» **Questions on the material**:
- 1) According to the PSPI documentation comment, which two models are recommended when covariate shift is an issue?
- 2) List every kind of trial data that users provide, as given in the PSPI documentation comment.
- 3) Extend the PSPI documentation comment beyond its last sentence.
Provided text START
R/MCMC_PSPI_R.R
In PSPI: Propensity Score Predictive Inference for Generalizability

Documented in PSPI_generalizability

#' Propensity Scores Predictive Inference for Generalizability
#'
#' @description
#' This is the main function of the **PSPI** package. It runs Bayesian models that
#' generalize findings from a clinical trial to a target population, estimating
#' the average treatment effects and potential outcomes. Propensity scores of 
#' trial participation play the central role for generalizability analysis. 
#' When covariate shift is an issue, we recommend PSPI-SplineBART and PSPI-DSplineBART,
#' which leveraging Bayesian Additive Regression Trees (BART) to model high-dimensional covariates,
#' and propensity scores based splines to extrapolate smoothly.
#' 
#' 
#' Users provide trial data (covariates, outcomes, treatment, and propensity scores)
#' along with population-level covariates and propensity scores. Propensity scores
#' can be the true values or estimated from some models. The function then
#' performs Monte Carlo  Markov chain (MCMC) for the posterior inference.
Provided text END
Data provided START
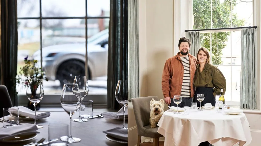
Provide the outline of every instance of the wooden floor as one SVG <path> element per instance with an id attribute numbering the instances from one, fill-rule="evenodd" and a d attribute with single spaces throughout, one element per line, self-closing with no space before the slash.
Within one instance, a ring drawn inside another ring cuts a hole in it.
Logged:
<path id="1" fill-rule="evenodd" d="M 140 144 L 140 146 L 153 146 L 152 142 L 144 142 Z M 159 146 L 164 146 L 164 142 L 159 141 Z"/>

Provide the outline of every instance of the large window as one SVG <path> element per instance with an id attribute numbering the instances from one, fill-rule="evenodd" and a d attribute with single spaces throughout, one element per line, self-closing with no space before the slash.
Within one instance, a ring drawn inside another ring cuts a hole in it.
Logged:
<path id="1" fill-rule="evenodd" d="M 193 0 L 193 29 L 253 26 L 252 1 Z M 240 29 L 200 31 L 200 44 L 227 81 L 225 100 L 240 101 Z"/>
<path id="2" fill-rule="evenodd" d="M 86 75 L 89 94 L 106 94 L 110 7 L 109 0 L 17 0 L 17 74 L 28 56 L 46 73 L 45 95 Z"/>

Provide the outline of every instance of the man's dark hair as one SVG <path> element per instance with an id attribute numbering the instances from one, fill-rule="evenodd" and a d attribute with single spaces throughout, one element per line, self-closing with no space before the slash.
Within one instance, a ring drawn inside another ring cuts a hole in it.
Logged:
<path id="1" fill-rule="evenodd" d="M 188 43 L 188 46 L 189 46 L 189 47 L 190 47 L 191 44 L 190 43 L 190 40 L 188 38 L 183 37 L 180 38 L 179 41 L 179 48 L 180 44 L 181 44 L 182 42 L 187 42 Z"/>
Data provided END
» **Results of the exercise**:
- 1) PSPI-SplineBART and PSPI-DSplineBART.

- 2) Covariates, outcomes, treatment, and propensity scores.

- 3)
#'
#'
#' @details
#' **Model choices**
#' 
#' The `model` argument selects the type of PSPI model to be fitted:
#' 
#' \itemize{
#'   \item \code{"BCF"} – Bayesian Causal Forests (Hahn et al., 2020).
#'   \item \code{"BCF_P"} – BCF with the propensity score as an additional predictor.
#'   \item \code{"FullBART"} – Uses three BARTs to estimate treatment effects.
#'   \item \code{"SplineBART"} – Incorporates a natural cubic spline for heterogeneous treatment effects.
#'   \item \code{"DSplineBART"} – Adds another natural cubic spline for the prognostic score.
#' }

#'
#' **Propensity score transformations**
#'
#' Since splines are sensitive to scales of predictor, robust transformation is needed.
#' The propensity scores (\code{pi} for trial, \code{pi_pop} for population) can be
#' optionally transformed before modeling using one of the following:
#' 
#' \itemize{
#'   \item \code{"Identity"} – uses the raw propensity scores directly (no transformation).
#'   \item \code{"Logit"} – applies the logit transform: \eqn{g(p) = \log(p / (1 - p))}.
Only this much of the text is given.